> [TEXT BLOCK]:
== == ==

COP7 meet kicks off amidst protests

Nearly 500 farmers from tobacco growing countries were detained by the Noida police for protesting outside the conference venue.

November 08, 2016 02:20 am | Updated November 17, 2021 06:17 am IST - New Delhi:

Tobacco farmers protest against the WHO COP7 meet, in New Delhi on Monday. — Photo: Kamal Narang

Tobacco farmers protest against the WHO COP7 meet, in New Delhi on Monday. — Photo: Kamal Narang

The seventh session of the Conference of the Parties (COP7) began amidst controversy in New Delhi on Monday.

Nearly 500 farmers from tobacco growing countries were detained by the Noida police for protesting outside the conference venue, which is hosting over 1,500 delegates from 180 countries in the world's biggest convention on tobacco control policy.

Tobacco use kills around 6 million people a year globally, with nearly a million deaths in India alone.

== == ==

> [RAW DATA]:

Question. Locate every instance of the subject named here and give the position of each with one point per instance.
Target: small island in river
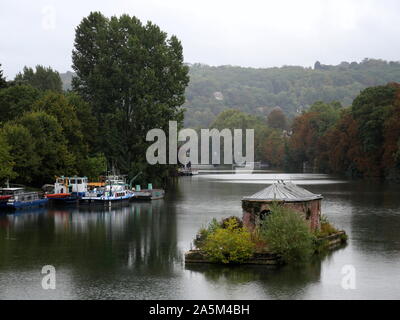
(280, 224)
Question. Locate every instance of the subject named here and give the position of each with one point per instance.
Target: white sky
(252, 33)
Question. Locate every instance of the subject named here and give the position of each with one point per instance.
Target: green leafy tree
(58, 105)
(89, 123)
(277, 119)
(50, 145)
(134, 77)
(6, 160)
(229, 244)
(3, 82)
(95, 166)
(22, 146)
(287, 234)
(15, 100)
(41, 78)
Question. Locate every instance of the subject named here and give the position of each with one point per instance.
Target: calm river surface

== == ==

Quote the part of the COP7 article that opens with the words containing "The seventh session" and closes with "in India alone.". These items are not connected to the text about the COP7 meeting.

> [PROBLEM SOLUTION]:
The seventh session of the Conference of the Parties (COP7) began amidst controversy in New Delhi on Monday.

Nearly 500 farmers from tobacco growing countries were detained by the Noida police for protesting outside the conference venue, which is hosting over 1,500 delegates from 180 countries in the world's biggest convention on tobacco control policy.

Tobacco use kills around 6 million people a year globally, with nearly a million deaths in India alone.